» **ESTRATTO DELLA FONTE**:
In ogni caso, la presentazione dell’istanza di accertamento di conformità avrebbe comunque dovuto impedire all’Amministrazione comunale di dare impulso alle procedure sanzionatorie, senza essersi previamente pronunciata sulla citata istanza. Non sussisterebbero neppure i presupposti del silenzio rigetto, in quanto l’ordinanza di demolizione n. 29 dell’8 marzo 2016 sarebbe stata adottata prima dello spirare del decorso del termine di sessanta giorni previsto dal citato art. 36 d.p.r. 380/2001.

Peraltro, la ricorrente fa leva sul fatto che il procedimento di sanatoria, attivato in base all’appena menzionata disposizione, non avrebbe più potuto concludersi con il silenzio rifiuto posto che, una volta intervenuta la comunicazione dei motivi ostativi all’accoglimento della domanda (prot. n. 5939 del 10 febbraio 2016), l’amministrazione comunale si sarebbe in sostanza auto-vincolata ad adottare un provvedimento espresso di diniego, indispensabile prima di notificare l’ordinanza di demolizione. Ciò è a suo avviso (cfr. memoria depositata il 12 aprile 2017) tanto più sostenibile ove si consideri che, ricevuta la richiesta di accertamento di conformità, l’amministrazione aveva aperto il relativo procedimento, nominato il responsabile, istruito la pratica ed adottato il cd. preavviso di diniego, ai sensi dell’art. 10-bis L. n. 241/1990, in questo modo evitando il formarsi del silenzio rigetto, che si produce laddove l’amministrazione rimanga del tutto inerente (a suo favore cita precedente Tar Campania, Salerno, sez. II, 4 gennaio 2014, n. 1833)

2.1.- Il motivo, per quanto suggestivo, è infondato.

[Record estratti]
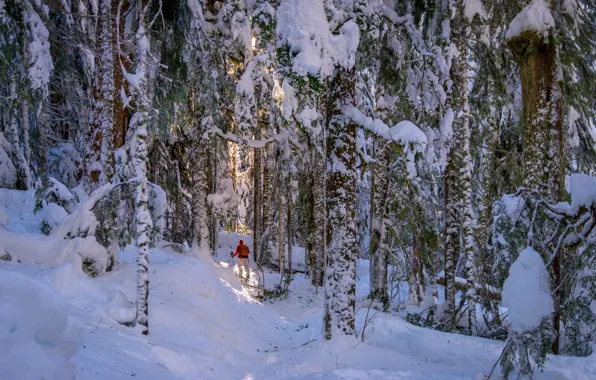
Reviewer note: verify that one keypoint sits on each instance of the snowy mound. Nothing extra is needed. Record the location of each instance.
(582, 189)
(526, 292)
(535, 16)
(37, 338)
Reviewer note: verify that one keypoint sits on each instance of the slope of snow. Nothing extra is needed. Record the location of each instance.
(526, 292)
(38, 339)
(204, 324)
(535, 16)
(582, 189)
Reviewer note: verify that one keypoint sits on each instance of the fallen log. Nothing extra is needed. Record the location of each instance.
(461, 285)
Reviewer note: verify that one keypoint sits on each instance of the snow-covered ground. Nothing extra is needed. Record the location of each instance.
(204, 324)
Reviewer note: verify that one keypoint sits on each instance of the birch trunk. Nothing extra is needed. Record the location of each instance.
(319, 218)
(26, 127)
(24, 179)
(340, 284)
(257, 226)
(451, 240)
(377, 250)
(143, 220)
(469, 221)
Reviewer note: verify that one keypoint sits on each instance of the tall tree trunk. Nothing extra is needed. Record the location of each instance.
(257, 226)
(377, 250)
(281, 216)
(214, 148)
(26, 126)
(199, 194)
(42, 147)
(469, 221)
(542, 101)
(451, 239)
(143, 220)
(119, 111)
(290, 233)
(416, 278)
(268, 207)
(340, 284)
(24, 179)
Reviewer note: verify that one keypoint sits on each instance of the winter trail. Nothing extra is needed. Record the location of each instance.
(204, 324)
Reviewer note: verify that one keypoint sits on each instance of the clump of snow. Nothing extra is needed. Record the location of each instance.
(526, 292)
(405, 133)
(571, 7)
(53, 214)
(302, 26)
(3, 219)
(473, 8)
(536, 16)
(38, 339)
(513, 205)
(120, 308)
(582, 189)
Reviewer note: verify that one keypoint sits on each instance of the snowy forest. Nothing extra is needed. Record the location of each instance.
(415, 181)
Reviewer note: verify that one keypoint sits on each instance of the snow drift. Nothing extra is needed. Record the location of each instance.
(37, 337)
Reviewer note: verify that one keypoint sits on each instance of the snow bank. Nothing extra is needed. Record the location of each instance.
(38, 339)
(3, 219)
(535, 16)
(526, 292)
(582, 189)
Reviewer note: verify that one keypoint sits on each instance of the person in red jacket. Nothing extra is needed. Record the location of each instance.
(242, 252)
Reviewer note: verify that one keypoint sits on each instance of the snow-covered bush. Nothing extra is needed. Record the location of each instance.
(81, 228)
(65, 163)
(38, 339)
(527, 294)
(8, 173)
(225, 202)
(56, 193)
(105, 221)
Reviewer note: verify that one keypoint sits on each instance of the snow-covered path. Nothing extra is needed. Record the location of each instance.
(205, 325)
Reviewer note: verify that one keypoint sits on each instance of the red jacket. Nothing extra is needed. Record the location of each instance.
(242, 250)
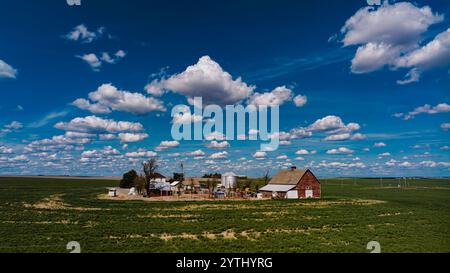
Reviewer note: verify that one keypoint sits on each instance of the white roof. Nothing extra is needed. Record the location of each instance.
(278, 188)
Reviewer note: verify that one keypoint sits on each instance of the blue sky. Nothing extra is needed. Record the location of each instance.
(88, 90)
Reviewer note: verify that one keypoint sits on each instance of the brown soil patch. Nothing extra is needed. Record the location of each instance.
(55, 202)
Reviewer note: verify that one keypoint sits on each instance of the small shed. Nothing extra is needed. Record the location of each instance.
(112, 192)
(229, 180)
(293, 184)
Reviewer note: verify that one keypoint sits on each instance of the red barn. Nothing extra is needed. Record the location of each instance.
(293, 184)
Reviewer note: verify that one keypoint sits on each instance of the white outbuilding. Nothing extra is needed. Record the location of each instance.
(229, 180)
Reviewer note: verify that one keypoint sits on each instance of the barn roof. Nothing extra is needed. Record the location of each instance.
(288, 177)
(277, 188)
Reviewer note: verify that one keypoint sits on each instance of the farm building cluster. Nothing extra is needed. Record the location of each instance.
(287, 184)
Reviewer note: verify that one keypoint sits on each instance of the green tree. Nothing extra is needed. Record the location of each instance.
(141, 184)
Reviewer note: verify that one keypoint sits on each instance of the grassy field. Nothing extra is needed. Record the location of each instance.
(43, 215)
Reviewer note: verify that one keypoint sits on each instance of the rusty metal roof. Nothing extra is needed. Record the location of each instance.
(277, 188)
(288, 177)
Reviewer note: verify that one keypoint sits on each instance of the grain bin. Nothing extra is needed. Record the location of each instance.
(229, 181)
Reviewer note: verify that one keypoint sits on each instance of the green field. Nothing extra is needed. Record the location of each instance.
(43, 215)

» **COSA PRODURRE**: Trascrivi senza alcuna modifica il passo dell'estratto sull'ordinanza di demolizione compreso tra "In ogni caso, la" e "36 d.p.r. 380/2001.", estremi inclusi.

» **RISPOSTA COMPLETA**:
In ogni caso, la presentazione dell’istanza di accertamento di conformità avrebbe comunque dovuto impedire all’Amministrazione comunale di dare impulso alle procedure sanzionatorie, senza essersi previamente pronunciata sulla citata istanza. Non sussisterebbero neppure i presupposti del silenzio rigetto, in quanto l’ordinanza di demolizione n. 29 dell’8 marzo 2016 sarebbe stata adottata prima dello spirare del decorso del termine di sessanta giorni previsto dal citato art. 36 d.p.r. 380/2001.